● Material shown:
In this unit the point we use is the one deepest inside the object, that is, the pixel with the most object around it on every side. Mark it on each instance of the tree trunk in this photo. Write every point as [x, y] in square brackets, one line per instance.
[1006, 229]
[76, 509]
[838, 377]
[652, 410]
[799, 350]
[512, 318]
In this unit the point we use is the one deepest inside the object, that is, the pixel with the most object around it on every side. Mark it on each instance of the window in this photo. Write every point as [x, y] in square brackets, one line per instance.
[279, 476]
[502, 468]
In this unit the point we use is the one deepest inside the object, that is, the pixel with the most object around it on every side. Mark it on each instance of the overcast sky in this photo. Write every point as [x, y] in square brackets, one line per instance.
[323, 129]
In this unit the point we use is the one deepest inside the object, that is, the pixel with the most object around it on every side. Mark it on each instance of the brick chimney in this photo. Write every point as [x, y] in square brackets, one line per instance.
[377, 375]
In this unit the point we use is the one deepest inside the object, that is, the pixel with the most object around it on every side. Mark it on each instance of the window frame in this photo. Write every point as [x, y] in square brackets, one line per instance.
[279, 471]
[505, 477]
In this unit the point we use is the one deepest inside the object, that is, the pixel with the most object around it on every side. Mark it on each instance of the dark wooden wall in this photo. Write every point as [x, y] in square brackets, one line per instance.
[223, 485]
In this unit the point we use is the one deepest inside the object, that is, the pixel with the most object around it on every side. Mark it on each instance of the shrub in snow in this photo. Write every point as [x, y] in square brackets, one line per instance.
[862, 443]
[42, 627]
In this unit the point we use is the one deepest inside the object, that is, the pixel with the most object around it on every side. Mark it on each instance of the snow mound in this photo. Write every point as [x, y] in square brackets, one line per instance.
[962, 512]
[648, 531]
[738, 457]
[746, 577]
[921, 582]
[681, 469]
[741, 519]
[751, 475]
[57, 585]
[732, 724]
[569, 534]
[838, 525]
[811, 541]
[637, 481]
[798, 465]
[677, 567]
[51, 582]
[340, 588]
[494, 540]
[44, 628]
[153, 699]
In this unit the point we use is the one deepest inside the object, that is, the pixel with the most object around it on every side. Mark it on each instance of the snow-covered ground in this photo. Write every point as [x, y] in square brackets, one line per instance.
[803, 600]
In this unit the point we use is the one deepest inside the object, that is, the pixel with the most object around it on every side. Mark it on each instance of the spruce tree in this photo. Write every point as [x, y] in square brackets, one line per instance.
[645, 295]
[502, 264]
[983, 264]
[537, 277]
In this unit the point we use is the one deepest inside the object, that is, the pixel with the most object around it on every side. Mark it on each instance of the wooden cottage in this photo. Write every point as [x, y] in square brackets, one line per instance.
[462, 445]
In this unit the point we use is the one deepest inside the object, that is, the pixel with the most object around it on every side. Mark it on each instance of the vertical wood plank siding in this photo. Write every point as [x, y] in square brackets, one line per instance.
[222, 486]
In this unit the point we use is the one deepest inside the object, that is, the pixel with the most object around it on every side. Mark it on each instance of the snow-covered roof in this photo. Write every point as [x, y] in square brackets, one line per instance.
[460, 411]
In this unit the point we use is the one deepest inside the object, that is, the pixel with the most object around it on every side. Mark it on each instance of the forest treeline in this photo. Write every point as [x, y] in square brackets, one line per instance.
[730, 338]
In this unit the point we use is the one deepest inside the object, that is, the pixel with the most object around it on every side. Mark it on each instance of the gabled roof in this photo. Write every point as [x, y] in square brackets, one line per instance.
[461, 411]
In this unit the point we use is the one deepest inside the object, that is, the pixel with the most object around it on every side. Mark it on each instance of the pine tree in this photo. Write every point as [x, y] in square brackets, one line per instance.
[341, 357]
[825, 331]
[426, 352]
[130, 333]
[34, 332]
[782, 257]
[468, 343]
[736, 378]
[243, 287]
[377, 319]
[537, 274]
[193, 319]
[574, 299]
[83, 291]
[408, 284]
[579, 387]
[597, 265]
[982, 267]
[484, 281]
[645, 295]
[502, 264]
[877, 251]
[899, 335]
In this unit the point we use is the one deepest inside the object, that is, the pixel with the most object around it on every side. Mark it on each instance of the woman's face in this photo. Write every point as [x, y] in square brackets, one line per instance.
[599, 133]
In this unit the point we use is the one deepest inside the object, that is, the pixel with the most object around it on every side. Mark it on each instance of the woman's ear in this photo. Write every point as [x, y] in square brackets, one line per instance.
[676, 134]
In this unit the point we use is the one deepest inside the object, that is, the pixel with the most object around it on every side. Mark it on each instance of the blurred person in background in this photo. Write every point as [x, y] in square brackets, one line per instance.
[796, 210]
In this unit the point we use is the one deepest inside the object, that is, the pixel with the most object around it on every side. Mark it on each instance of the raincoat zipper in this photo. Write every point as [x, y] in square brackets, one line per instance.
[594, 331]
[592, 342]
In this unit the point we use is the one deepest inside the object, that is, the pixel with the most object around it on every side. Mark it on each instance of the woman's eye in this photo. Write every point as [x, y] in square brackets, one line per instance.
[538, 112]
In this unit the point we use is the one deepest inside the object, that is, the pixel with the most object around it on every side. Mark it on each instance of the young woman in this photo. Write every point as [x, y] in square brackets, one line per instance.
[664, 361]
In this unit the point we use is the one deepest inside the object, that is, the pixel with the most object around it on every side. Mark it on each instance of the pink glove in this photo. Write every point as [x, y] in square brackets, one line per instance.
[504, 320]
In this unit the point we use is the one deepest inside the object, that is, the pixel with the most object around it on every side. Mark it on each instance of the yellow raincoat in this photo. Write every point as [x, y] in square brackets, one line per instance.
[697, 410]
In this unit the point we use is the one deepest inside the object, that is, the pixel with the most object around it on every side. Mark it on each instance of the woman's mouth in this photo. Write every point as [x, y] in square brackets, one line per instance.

● Instruction: From the line that contains "of the yellow" down to the last line of the listing above, repeat each line exactly, and include nothing else.

● Full answer:
In this unit the point we use is the one deepest inside the object, that is, the pixel with the most object around it on every side. Mark it on each instance of the yellow raincoat in this photo. Write every point as [x, y] in square brackets, one line per instance.
[697, 410]
In this unit the point we use is the one deepest inside the object, that is, the pixel with the most object around it on every side. Mark it on each instance of the woman's mouth in this photo. Write every point as [x, y] in square brackets, one line per instance.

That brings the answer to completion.